Referring expression data
=== Begin Enclosure ===

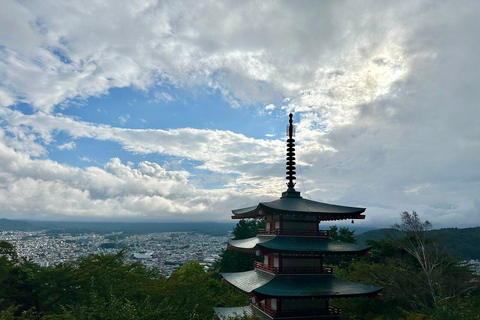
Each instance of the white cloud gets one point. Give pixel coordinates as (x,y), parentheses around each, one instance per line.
(67,146)
(386,99)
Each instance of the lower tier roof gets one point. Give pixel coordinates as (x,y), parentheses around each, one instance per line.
(307,245)
(233,312)
(297,286)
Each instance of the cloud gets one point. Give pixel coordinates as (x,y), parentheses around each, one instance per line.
(385,100)
(67,146)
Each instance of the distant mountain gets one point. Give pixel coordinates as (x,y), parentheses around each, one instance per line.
(6,224)
(379,234)
(77,227)
(464,243)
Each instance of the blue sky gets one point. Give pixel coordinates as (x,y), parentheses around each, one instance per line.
(176,111)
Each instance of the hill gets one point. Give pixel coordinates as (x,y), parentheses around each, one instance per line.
(6,224)
(460,242)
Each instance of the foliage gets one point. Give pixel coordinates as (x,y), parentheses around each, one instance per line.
(104,287)
(420,279)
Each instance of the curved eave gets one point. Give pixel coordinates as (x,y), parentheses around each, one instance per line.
(233,312)
(300,206)
(297,245)
(315,286)
(297,286)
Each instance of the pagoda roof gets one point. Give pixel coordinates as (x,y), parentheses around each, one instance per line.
(297,286)
(299,205)
(233,312)
(307,245)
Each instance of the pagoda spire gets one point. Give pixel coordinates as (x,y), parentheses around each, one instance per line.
(291,161)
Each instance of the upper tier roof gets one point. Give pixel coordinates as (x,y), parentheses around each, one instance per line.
(307,245)
(297,286)
(299,205)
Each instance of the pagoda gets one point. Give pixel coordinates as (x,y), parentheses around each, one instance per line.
(292,281)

=== End Enclosure ===

* ABOUT THIS EXERCISE:
Retype all entries exactly, without the images.

* SOLUTION FOR THIS TASK:
Each instance of the white cloud gets one point. Give pixel coordinates as (x,y), parentheses around each, one instance per line.
(67,146)
(386,99)
Each instance of the lower tier roof gets one point. Give pixel coordinates as (x,y), parentheses around each, one instance per line.
(307,245)
(233,312)
(297,286)
Each instance of the cloud gets one point. Give pixel coordinates as (x,y), parentheses around each, one instance per line.
(385,100)
(67,146)
Each instance of the distant mountain gets one point. Give pixel coordinates as (x,y), parentheses around each, one instance per line.
(6,224)
(379,234)
(77,227)
(464,243)
Each instance of the blue sky gets one point. Give pixel coordinates as (x,y), parentheses around each, one instance per line.
(176,111)
Each instance of the hill gets one point. Give pixel coordinates as (x,y), parentheses around each, one instance per line.
(6,224)
(460,242)
Each instance of the foliage gets one point. Give pixel coordinates as (x,y), parentheses around each, one instance per line.
(104,287)
(420,279)
Each instance of the curved eave gets one point. Give pixel coordinates as (x,y), parentheses around each, one instance per line.
(233,312)
(300,206)
(297,245)
(315,286)
(297,286)
Each instance of the pagoda roof gets one point. Give pixel coordinates as (x,y), parentheses around each, one instance per line.
(297,286)
(299,205)
(233,312)
(307,245)
Each instance of the pagoda spire gets one point. Give pixel coordinates as (x,y), parentheses around each, one instance per line.
(291,161)
Each instance of the upper tier roof gets one point. Give pixel coordinates as (x,y), parentheses around each, one instance per line.
(307,245)
(297,286)
(299,205)
Each instance of the pagoda gets one point. Give pixel coordinates as (x,y), parentheses around each, one instance per line.
(292,281)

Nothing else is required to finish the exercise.